Would you retype the whole listing verbatim, keeping pictures out of it?
· · · · ·
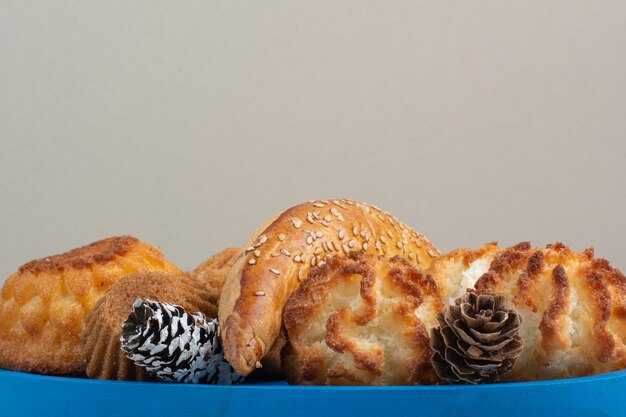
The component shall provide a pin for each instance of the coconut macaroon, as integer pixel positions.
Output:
(361, 320)
(573, 305)
(42, 305)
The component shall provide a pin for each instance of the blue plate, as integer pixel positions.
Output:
(24, 394)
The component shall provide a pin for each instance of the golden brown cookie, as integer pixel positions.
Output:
(213, 272)
(100, 338)
(361, 320)
(43, 304)
(573, 305)
(281, 252)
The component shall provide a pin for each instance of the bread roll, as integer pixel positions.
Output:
(279, 255)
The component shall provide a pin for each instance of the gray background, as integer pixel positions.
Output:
(189, 123)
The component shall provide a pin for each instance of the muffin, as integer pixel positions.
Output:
(42, 305)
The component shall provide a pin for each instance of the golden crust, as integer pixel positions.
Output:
(572, 304)
(281, 253)
(361, 320)
(100, 337)
(42, 306)
(213, 272)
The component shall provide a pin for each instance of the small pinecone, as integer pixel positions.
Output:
(174, 345)
(477, 340)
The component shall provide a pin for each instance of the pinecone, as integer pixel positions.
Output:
(174, 345)
(477, 340)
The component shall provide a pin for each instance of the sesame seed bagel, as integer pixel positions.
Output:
(573, 305)
(42, 305)
(279, 255)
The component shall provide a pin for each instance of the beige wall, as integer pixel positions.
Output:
(188, 123)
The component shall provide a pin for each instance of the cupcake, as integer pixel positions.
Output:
(100, 338)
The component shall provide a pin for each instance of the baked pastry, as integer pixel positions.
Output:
(100, 338)
(573, 305)
(43, 304)
(213, 272)
(281, 252)
(361, 320)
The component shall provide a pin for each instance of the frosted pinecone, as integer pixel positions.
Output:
(174, 345)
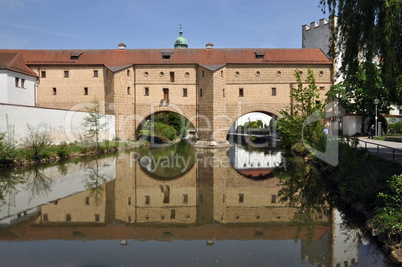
· · · · ·
## Answer to the problem
The component shall provide a pin for each instance of the coconut macaroon, as integer pixel positions.
Output:
(361, 320)
(573, 305)
(42, 305)
The component shall provide a pin for each instance of the blue plate, as integer pixel positions.
Output:
(24, 394)
The component shall provide a pin for each instance of the golden brown cookie, as integer pixel positions.
Output:
(213, 272)
(100, 338)
(361, 320)
(43, 304)
(573, 305)
(281, 252)
The component shall provide a pin for each instance of the bread roll, as integer pixel positions.
Output:
(279, 255)
The component shall provide a pin for each instance of the gray background, as integer pixel positions.
Output:
(189, 123)
The component shall provide a pin for each instance of the muffin, as integer pixel positions.
Output:
(42, 305)
The component shall provide a pin for each instance of the golden crust, as integer pixel positions.
Output:
(572, 304)
(281, 253)
(361, 320)
(100, 337)
(42, 306)
(213, 272)
The component shall provide a pin for each instance of the small pinecone, as integer pixel positions.
Output:
(174, 345)
(477, 340)
The component shall provide a pin for each instance of the pinecone, as integer pixel positions.
Output:
(174, 345)
(477, 340)
The component shall provide a pin for each instance of the sesame seed bagel, as integer pixel positions.
Output:
(573, 305)
(42, 305)
(279, 255)
The component shall provide a pin for each instance of the beige wall, as integer pixel positions.
Output:
(188, 123)
The component shall provide a pin for each instance of the cupcake, as integer pixel positions.
Output:
(100, 338)
The component shall provide a pin for each instance of the baked pastry, as integer pixel positions.
Output:
(100, 338)
(573, 305)
(43, 304)
(213, 272)
(281, 252)
(361, 320)
The component shall provide a pin for each instance of the frosted pinecone, as integer pixel positions.
Output:
(174, 345)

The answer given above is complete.